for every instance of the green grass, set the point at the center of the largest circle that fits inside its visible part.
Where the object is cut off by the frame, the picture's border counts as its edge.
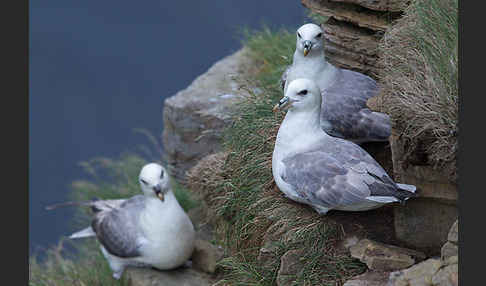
(420, 81)
(244, 189)
(111, 179)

****************************************

▶ **Exercise**: What is needed here is an exact repetition of the listing above, pictures excluded.

▶ **Your solution**:
for every instance of the green grass, set the point at the center of the largest circle that fits inside its visible part.
Where the object is cut off by the frame, the picture's border counts as its edge.
(420, 81)
(244, 189)
(111, 179)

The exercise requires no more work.